Find each line in the records that contains the word "long", and copy those lines.
** BEGIN Data supplied **
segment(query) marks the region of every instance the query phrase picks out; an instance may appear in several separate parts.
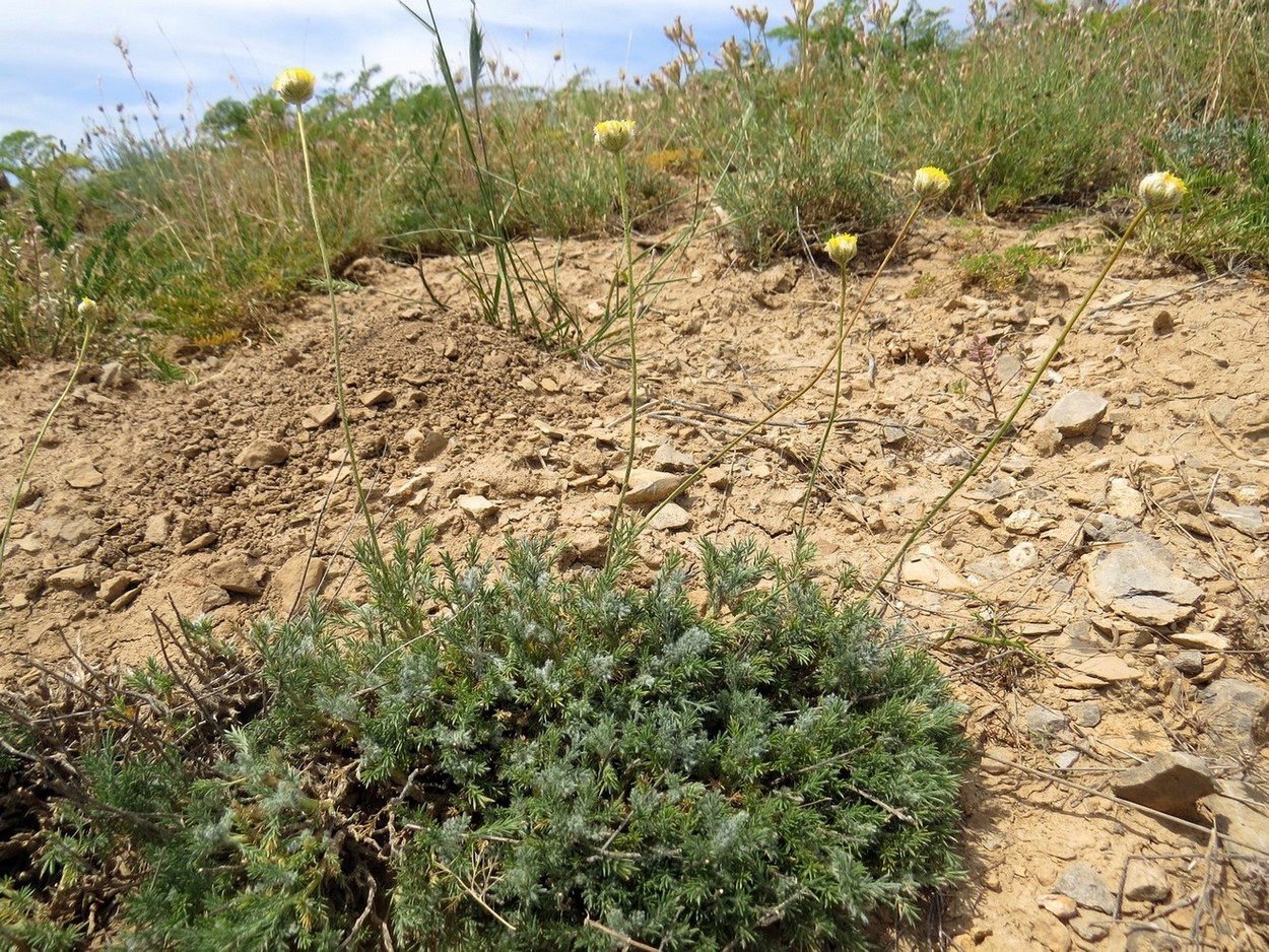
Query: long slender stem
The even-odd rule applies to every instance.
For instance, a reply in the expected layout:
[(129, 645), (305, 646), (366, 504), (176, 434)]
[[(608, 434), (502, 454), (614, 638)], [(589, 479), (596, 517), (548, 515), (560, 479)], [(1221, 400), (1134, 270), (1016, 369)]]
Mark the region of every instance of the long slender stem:
[(829, 448), (829, 437), (832, 435), (832, 426), (838, 421), (838, 404), (841, 401), (841, 355), (845, 348), (841, 341), (843, 325), (846, 321), (846, 269), (841, 269), (841, 293), (838, 297), (838, 367), (832, 381), (832, 409), (829, 410), (829, 423), (824, 426), (824, 435), (820, 438), (820, 448), (816, 451), (815, 462), (811, 465), (811, 475), (806, 481), (806, 495), (802, 498), (802, 515), (797, 520), (799, 529), (806, 528), (806, 514), (811, 508), (811, 496), (815, 495), (815, 479), (820, 475), (820, 463), (824, 462), (824, 452)]
[(617, 495), (617, 510), (613, 513), (613, 528), (622, 518), (622, 505), (626, 501), (626, 491), (629, 489), (631, 473), (634, 471), (634, 453), (638, 440), (638, 345), (634, 340), (634, 249), (631, 242), (631, 216), (629, 198), (626, 192), (626, 159), (621, 152), (613, 156), (617, 160), (617, 192), (622, 203), (622, 239), (626, 251), (626, 305), (627, 329), (631, 348), (631, 448), (626, 454), (626, 475), (622, 477), (622, 487)]
[[(9, 512), (4, 517), (4, 528), (0, 529), (0, 572), (4, 570), (5, 557), (9, 555), (9, 532), (13, 529), (14, 517), (18, 514), (18, 503), (22, 500), (22, 487), (27, 485), (27, 476), (30, 475), (30, 467), (36, 462), (36, 454), (39, 452), (39, 447), (44, 443), (44, 435), (48, 433), (48, 426), (52, 424), (53, 418), (57, 416), (57, 411), (62, 409), (62, 402), (66, 400), (66, 395), (71, 392), (71, 387), (75, 386), (75, 381), (79, 377), (80, 369), (84, 367), (84, 358), (88, 354), (88, 341), (93, 338), (93, 322), (84, 322), (84, 340), (80, 341), (79, 353), (75, 355), (75, 366), (71, 368), (71, 376), (66, 381), (66, 386), (62, 387), (62, 392), (57, 395), (57, 400), (53, 401), (52, 407), (49, 407), (48, 414), (44, 416), (44, 421), (39, 425), (39, 433), (36, 434), (36, 442), (30, 447), (30, 452), (27, 453), (27, 461), (22, 465), (22, 472), (18, 473), (18, 485), (13, 489), (13, 498), (9, 500)], [(4, 578), (0, 574), (0, 578)]]
[(1128, 227), (1124, 228), (1124, 232), (1119, 237), (1119, 242), (1115, 245), (1114, 251), (1110, 254), (1110, 256), (1107, 259), (1105, 265), (1101, 268), (1101, 273), (1098, 274), (1096, 281), (1093, 282), (1093, 287), (1089, 288), (1088, 293), (1084, 296), (1084, 300), (1080, 301), (1080, 306), (1075, 308), (1075, 314), (1072, 314), (1070, 319), (1067, 319), (1066, 324), (1062, 326), (1062, 333), (1057, 335), (1057, 340), (1053, 341), (1053, 345), (1048, 349), (1048, 353), (1044, 354), (1044, 359), (1039, 362), (1039, 366), (1032, 374), (1030, 382), (1027, 385), (1027, 388), (1023, 391), (1023, 395), (1018, 397), (1018, 401), (1009, 411), (1009, 415), (1000, 423), (1000, 426), (996, 428), (996, 432), (987, 442), (987, 446), (982, 448), (982, 452), (978, 453), (978, 457), (973, 461), (973, 463), (971, 463), (970, 468), (961, 475), (961, 479), (958, 479), (954, 484), (952, 484), (952, 489), (949, 489), (943, 495), (943, 498), (930, 508), (930, 510), (921, 518), (921, 520), (916, 523), (916, 528), (909, 533), (906, 539), (904, 539), (904, 545), (898, 547), (898, 551), (895, 553), (893, 559), (890, 560), (890, 562), (882, 570), (881, 575), (878, 575), (877, 580), (872, 584), (872, 588), (868, 589), (868, 594), (865, 595), (865, 598), (872, 598), (874, 594), (877, 594), (877, 589), (881, 588), (882, 583), (886, 581), (886, 578), (895, 570), (895, 567), (902, 564), (904, 556), (907, 555), (907, 551), (916, 543), (916, 539), (920, 538), (921, 533), (925, 532), (926, 528), (929, 528), (931, 522), (934, 522), (934, 517), (942, 513), (943, 509), (947, 506), (947, 504), (950, 503), (952, 499), (956, 496), (956, 494), (961, 491), (964, 484), (968, 482), (973, 477), (973, 475), (982, 468), (982, 463), (986, 462), (989, 456), (991, 456), (991, 451), (994, 451), (1000, 444), (1000, 440), (1005, 438), (1005, 434), (1014, 425), (1014, 420), (1018, 419), (1018, 414), (1020, 414), (1023, 407), (1027, 405), (1027, 401), (1030, 399), (1032, 392), (1034, 392), (1036, 386), (1041, 382), (1041, 378), (1044, 376), (1044, 372), (1048, 369), (1048, 366), (1053, 362), (1053, 358), (1057, 357), (1057, 352), (1062, 349), (1062, 344), (1066, 341), (1067, 335), (1079, 322), (1080, 317), (1084, 316), (1084, 312), (1089, 307), (1089, 302), (1093, 301), (1093, 296), (1098, 293), (1098, 288), (1101, 287), (1101, 282), (1107, 279), (1107, 275), (1110, 273), (1110, 269), (1114, 267), (1114, 263), (1119, 259), (1119, 254), (1123, 251), (1124, 245), (1128, 244), (1128, 239), (1132, 237), (1132, 232), (1137, 230), (1137, 226), (1141, 223), (1141, 220), (1146, 217), (1146, 212), (1147, 208), (1142, 207), (1141, 211), (1138, 211), (1137, 215), (1133, 217), (1133, 220), (1128, 222)]
[[(348, 419), (348, 402), (344, 396), (344, 363), (339, 331), (339, 302), (335, 300), (335, 281), (330, 272), (330, 254), (326, 250), (326, 240), (321, 234), (321, 220), (317, 217), (317, 195), (313, 192), (313, 173), (308, 161), (308, 135), (305, 131), (303, 105), (297, 105), (296, 113), (299, 123), (299, 151), (303, 154), (305, 159), (305, 188), (308, 193), (308, 212), (313, 221), (313, 234), (317, 236), (317, 250), (321, 254), (322, 277), (326, 279), (326, 297), (330, 301), (330, 338), (331, 358), (335, 364), (335, 399), (339, 406), (340, 428), (344, 432), (344, 446), (348, 451), (348, 470), (353, 476), (353, 489), (357, 493), (357, 506), (362, 510), (362, 515), (365, 518), (365, 528), (371, 537), (371, 548), (374, 552), (374, 557), (382, 561), (378, 537), (374, 532), (374, 519), (371, 515), (371, 504), (367, 499), (365, 489), (362, 486), (360, 470), (357, 466), (357, 447), (353, 446), (353, 425)], [(313, 543), (316, 545), (316, 539)], [(305, 571), (307, 572), (307, 567)]]
[(793, 404), (796, 404), (798, 400), (801, 400), (803, 396), (811, 392), (811, 387), (813, 387), (824, 378), (824, 374), (829, 372), (829, 368), (831, 368), (834, 362), (838, 359), (841, 348), (846, 343), (846, 338), (850, 335), (850, 330), (855, 326), (855, 320), (859, 317), (859, 314), (864, 310), (864, 305), (868, 303), (868, 298), (872, 297), (872, 292), (877, 288), (877, 282), (881, 279), (882, 272), (886, 270), (886, 265), (890, 264), (890, 259), (895, 256), (895, 251), (898, 249), (900, 244), (902, 244), (904, 239), (907, 236), (907, 231), (909, 228), (912, 227), (912, 222), (916, 220), (916, 213), (921, 211), (923, 204), (924, 199), (917, 198), (916, 204), (912, 206), (912, 211), (909, 212), (907, 218), (904, 221), (904, 227), (898, 230), (898, 235), (896, 235), (895, 240), (891, 242), (890, 249), (886, 251), (886, 256), (882, 259), (881, 264), (877, 265), (877, 270), (873, 272), (872, 281), (868, 282), (868, 287), (864, 288), (864, 293), (859, 296), (859, 303), (855, 305), (855, 310), (850, 315), (850, 320), (846, 321), (845, 326), (841, 327), (841, 330), (838, 333), (836, 347), (834, 347), (832, 353), (829, 354), (825, 362), (820, 366), (820, 369), (815, 372), (815, 376), (812, 376), (811, 380), (806, 382), (806, 386), (803, 386), (793, 396), (788, 397), (779, 406), (777, 406), (774, 410), (766, 414), (766, 416), (760, 419), (758, 423), (750, 424), (742, 433), (740, 433), (740, 435), (728, 440), (722, 449), (720, 449), (717, 453), (709, 457), (709, 459), (702, 466), (699, 466), (695, 470), (695, 472), (693, 472), (690, 476), (688, 476), (688, 479), (680, 482), (678, 489), (674, 490), (674, 493), (666, 496), (662, 501), (657, 503), (648, 512), (648, 514), (643, 517), (643, 520), (632, 529), (629, 537), (631, 542), (638, 538), (640, 533), (648, 527), (648, 524), (652, 522), (652, 519), (656, 518), (656, 514), (661, 512), (661, 509), (664, 509), (673, 500), (680, 496), (689, 486), (695, 484), (704, 475), (706, 470), (708, 470), (711, 466), (713, 466), (725, 456), (727, 456), (727, 453), (735, 449), (741, 440), (747, 439), (750, 435), (753, 435), (763, 426), (765, 426), (768, 423), (774, 420), (779, 414), (784, 413), (791, 406), (793, 406)]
** END Data supplied **
### [Solution to the problem]
Query: long slender stem
Mark the region of every instance of the long slender stem:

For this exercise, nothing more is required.